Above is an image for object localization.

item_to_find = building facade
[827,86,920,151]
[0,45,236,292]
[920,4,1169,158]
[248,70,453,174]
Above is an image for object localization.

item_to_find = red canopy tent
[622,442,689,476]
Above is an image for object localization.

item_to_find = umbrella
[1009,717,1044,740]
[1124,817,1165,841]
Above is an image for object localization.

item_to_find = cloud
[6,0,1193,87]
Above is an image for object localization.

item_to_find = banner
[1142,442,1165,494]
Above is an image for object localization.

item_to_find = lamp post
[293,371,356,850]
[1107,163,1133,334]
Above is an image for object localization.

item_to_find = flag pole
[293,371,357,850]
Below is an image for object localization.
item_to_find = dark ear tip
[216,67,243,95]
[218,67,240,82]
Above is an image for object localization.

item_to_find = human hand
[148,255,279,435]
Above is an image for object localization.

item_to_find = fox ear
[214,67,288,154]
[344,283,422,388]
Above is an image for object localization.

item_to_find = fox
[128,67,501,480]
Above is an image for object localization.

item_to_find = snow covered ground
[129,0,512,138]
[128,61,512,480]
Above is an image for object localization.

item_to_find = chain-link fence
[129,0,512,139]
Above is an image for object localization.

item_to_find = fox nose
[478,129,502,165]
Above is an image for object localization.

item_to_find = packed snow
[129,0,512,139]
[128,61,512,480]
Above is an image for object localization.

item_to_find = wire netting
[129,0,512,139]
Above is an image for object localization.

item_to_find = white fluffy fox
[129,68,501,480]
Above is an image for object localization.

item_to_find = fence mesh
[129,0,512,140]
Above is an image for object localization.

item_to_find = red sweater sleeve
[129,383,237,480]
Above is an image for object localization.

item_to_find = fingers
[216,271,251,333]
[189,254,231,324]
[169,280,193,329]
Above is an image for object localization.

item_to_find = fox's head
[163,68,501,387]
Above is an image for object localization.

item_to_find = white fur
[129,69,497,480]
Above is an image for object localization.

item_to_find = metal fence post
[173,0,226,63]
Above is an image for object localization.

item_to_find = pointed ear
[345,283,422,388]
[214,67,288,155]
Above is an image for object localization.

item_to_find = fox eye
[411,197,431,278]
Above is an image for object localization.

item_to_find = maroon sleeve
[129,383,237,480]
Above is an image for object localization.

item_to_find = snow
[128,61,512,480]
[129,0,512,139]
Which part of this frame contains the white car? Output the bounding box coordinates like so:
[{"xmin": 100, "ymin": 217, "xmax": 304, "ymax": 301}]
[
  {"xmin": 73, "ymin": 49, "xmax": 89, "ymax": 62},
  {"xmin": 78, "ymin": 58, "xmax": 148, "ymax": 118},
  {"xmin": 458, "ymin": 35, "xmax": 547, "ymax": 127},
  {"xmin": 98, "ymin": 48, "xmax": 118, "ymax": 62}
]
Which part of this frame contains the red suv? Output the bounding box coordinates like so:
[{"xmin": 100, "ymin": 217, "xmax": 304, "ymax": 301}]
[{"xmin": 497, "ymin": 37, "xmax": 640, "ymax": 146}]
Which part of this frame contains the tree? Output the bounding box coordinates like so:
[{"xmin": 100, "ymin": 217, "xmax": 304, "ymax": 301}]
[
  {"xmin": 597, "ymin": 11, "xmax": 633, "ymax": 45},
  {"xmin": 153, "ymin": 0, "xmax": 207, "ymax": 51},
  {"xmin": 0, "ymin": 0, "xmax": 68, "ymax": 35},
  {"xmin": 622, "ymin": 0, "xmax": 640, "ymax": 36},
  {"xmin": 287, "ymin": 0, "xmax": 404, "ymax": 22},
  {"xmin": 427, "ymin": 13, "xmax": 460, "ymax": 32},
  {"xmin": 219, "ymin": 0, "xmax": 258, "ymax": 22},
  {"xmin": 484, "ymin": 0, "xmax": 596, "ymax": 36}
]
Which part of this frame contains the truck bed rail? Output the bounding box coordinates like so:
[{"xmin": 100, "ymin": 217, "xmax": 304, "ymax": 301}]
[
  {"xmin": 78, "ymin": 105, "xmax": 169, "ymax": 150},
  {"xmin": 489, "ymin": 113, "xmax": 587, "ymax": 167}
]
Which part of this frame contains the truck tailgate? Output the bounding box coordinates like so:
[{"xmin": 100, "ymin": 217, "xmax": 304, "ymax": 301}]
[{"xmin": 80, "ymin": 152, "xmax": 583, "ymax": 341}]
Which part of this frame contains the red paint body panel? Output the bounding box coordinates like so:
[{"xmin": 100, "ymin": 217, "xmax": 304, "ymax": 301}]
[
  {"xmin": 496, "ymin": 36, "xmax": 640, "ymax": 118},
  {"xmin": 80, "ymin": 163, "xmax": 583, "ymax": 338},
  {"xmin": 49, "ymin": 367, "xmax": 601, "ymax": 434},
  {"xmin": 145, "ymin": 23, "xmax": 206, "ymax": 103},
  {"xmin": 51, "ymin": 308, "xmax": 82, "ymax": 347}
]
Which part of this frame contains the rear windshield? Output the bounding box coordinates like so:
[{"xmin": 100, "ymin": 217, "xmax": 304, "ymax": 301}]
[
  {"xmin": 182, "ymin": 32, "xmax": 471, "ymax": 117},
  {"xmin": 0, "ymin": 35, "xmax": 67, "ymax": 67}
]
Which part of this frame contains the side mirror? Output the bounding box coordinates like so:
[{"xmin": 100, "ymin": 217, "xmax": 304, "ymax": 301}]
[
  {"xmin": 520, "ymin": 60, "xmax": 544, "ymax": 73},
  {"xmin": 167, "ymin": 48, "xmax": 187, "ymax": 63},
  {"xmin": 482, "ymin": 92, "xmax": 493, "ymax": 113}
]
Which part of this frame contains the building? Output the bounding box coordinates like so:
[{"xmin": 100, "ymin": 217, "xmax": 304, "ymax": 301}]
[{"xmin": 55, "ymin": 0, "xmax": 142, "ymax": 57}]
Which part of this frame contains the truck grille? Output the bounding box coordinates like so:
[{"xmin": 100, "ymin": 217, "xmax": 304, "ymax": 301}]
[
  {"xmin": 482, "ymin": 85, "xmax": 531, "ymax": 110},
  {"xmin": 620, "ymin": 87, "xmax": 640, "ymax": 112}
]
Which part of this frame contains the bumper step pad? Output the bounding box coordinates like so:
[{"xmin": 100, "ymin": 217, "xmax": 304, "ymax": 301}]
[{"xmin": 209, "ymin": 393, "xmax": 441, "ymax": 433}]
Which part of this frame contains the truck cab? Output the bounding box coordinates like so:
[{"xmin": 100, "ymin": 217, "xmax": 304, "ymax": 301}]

::::

Problem to solve
Reproduce every line from the start of the records through the line containing "[622,442,689,476]", requests included, and add 63 to each bounding box coordinate in the answers.

Answer to this task
Above is an image for object localization.

item_to_find = building facade
[890,149,983,214]
[63,108,299,355]
[983,67,1232,221]
[311,133,516,237]
Above is an image for object localization.

item_to_find = red canopy tent
[685,505,752,539]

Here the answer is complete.